Saved entries
== Segment start ==

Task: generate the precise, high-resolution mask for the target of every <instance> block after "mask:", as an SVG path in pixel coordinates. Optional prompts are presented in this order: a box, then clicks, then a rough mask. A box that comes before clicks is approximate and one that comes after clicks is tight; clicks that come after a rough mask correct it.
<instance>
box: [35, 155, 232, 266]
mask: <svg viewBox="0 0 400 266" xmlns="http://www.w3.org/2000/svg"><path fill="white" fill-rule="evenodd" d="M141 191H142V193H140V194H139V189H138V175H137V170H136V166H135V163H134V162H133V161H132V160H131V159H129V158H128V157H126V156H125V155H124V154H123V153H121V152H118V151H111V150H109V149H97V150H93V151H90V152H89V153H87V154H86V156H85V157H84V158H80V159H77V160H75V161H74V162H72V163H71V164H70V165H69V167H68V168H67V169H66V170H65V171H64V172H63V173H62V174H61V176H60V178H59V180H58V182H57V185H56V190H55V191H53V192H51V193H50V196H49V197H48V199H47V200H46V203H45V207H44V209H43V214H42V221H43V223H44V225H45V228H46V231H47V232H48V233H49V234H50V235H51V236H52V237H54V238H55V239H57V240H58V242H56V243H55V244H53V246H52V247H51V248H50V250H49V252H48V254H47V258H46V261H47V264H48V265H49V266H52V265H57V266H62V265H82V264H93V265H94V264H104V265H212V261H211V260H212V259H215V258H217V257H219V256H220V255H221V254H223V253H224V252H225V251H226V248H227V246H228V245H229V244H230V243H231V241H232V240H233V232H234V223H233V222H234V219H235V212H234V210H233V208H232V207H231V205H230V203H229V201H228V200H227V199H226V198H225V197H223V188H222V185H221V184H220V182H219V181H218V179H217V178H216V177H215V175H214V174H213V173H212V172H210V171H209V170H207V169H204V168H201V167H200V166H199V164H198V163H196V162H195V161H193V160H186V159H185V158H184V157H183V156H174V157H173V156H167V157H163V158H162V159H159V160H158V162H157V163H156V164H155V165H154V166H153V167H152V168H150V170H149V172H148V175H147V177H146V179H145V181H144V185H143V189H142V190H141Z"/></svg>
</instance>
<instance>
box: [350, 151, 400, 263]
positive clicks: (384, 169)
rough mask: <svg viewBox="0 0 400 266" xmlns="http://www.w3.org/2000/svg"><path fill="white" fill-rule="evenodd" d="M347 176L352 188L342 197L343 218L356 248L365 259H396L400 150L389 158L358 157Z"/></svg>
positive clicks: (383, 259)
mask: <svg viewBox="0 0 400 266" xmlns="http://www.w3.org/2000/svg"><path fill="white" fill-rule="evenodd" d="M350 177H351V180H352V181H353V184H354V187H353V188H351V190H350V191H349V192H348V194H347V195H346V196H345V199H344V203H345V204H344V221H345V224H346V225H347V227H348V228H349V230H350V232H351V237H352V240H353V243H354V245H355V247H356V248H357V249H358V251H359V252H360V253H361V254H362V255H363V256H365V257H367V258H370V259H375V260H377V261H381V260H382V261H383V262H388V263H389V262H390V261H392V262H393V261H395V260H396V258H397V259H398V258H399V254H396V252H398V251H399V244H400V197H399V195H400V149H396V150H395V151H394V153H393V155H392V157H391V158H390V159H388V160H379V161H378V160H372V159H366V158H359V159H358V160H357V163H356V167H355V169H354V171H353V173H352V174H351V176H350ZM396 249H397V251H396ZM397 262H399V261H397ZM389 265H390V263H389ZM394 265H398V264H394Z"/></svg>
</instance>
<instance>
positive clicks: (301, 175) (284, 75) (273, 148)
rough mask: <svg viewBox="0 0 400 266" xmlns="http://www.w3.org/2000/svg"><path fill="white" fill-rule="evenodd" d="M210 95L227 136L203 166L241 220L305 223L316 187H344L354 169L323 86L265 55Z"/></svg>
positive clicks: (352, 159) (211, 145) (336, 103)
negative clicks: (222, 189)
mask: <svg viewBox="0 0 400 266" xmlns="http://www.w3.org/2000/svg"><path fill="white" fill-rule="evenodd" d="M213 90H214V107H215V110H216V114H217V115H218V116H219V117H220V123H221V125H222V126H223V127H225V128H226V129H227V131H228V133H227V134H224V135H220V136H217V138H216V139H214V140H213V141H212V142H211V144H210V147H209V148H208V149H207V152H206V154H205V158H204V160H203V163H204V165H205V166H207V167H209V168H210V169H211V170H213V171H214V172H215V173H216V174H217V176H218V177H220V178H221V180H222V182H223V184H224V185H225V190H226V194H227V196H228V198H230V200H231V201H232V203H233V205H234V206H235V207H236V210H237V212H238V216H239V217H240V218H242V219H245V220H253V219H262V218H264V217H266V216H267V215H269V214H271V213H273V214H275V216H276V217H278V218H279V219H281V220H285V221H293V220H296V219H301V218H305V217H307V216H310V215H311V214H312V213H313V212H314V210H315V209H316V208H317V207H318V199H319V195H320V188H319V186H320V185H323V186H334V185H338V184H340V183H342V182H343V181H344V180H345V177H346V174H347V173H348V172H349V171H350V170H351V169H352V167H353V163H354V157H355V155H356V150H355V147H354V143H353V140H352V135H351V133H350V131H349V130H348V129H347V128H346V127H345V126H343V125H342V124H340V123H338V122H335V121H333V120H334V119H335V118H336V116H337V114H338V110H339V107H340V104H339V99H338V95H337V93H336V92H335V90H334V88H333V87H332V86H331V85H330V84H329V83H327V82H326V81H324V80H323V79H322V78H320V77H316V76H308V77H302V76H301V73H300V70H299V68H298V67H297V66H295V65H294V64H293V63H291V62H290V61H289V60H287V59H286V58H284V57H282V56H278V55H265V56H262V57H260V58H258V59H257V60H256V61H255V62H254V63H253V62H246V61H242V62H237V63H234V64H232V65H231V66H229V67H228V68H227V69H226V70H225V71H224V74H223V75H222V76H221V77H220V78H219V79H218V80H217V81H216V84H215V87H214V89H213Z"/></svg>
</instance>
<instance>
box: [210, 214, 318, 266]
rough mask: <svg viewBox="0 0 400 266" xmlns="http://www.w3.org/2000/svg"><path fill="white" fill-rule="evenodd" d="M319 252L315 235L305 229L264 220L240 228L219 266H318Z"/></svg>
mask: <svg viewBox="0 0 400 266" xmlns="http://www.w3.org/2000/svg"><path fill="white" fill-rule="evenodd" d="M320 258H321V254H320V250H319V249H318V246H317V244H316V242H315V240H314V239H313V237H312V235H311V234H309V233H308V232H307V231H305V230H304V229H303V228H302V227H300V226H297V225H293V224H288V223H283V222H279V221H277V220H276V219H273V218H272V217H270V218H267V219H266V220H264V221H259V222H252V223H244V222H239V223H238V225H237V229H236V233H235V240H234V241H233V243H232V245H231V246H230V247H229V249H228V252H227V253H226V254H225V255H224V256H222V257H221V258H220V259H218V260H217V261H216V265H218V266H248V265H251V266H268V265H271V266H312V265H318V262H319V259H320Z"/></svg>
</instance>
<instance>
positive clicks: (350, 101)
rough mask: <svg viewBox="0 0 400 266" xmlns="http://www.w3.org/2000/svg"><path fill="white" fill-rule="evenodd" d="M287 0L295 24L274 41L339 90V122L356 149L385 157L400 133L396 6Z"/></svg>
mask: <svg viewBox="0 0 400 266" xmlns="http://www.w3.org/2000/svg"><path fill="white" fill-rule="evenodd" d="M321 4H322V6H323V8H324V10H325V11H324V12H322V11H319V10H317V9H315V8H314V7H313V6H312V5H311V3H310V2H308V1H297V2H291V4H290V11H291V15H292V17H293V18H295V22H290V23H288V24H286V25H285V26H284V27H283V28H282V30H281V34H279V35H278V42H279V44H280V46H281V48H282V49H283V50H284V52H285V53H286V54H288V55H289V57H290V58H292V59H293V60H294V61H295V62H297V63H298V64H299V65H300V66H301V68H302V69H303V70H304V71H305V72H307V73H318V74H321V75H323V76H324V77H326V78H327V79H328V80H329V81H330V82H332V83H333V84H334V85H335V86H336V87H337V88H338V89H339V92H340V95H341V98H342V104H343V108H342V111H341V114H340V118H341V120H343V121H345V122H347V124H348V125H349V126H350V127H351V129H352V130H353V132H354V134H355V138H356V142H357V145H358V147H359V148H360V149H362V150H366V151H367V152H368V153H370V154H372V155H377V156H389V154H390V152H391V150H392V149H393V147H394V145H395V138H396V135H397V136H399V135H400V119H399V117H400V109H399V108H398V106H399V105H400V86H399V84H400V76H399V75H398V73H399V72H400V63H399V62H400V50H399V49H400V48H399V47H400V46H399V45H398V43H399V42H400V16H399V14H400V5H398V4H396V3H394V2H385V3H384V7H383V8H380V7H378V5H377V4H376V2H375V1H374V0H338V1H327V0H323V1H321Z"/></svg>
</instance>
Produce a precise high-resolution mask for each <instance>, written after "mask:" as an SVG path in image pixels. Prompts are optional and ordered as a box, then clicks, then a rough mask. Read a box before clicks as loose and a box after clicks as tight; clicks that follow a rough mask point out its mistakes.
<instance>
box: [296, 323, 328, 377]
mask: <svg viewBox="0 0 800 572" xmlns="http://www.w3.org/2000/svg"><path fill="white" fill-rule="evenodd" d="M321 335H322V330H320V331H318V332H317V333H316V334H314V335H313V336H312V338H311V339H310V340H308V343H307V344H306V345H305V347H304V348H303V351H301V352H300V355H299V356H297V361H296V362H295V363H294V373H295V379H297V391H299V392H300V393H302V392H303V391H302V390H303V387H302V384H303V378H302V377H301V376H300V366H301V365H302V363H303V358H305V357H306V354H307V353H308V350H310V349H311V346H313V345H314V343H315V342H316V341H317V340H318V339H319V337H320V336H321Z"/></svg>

== Segment end ==

* [TASK STATEMENT] Once the line with "box: [350, 151, 400, 263]" is found in the records above, print exactly that line and every line after it through the line with "176L352 188L342 197L343".

* [ANSWER TO THE EXERCISE]
box: [350, 151, 400, 263]
positive clicks: (384, 169)
rough mask: <svg viewBox="0 0 400 266" xmlns="http://www.w3.org/2000/svg"><path fill="white" fill-rule="evenodd" d="M347 176L352 188L342 197L343 218L356 248L365 259H396L400 150L389 158L358 157Z"/></svg>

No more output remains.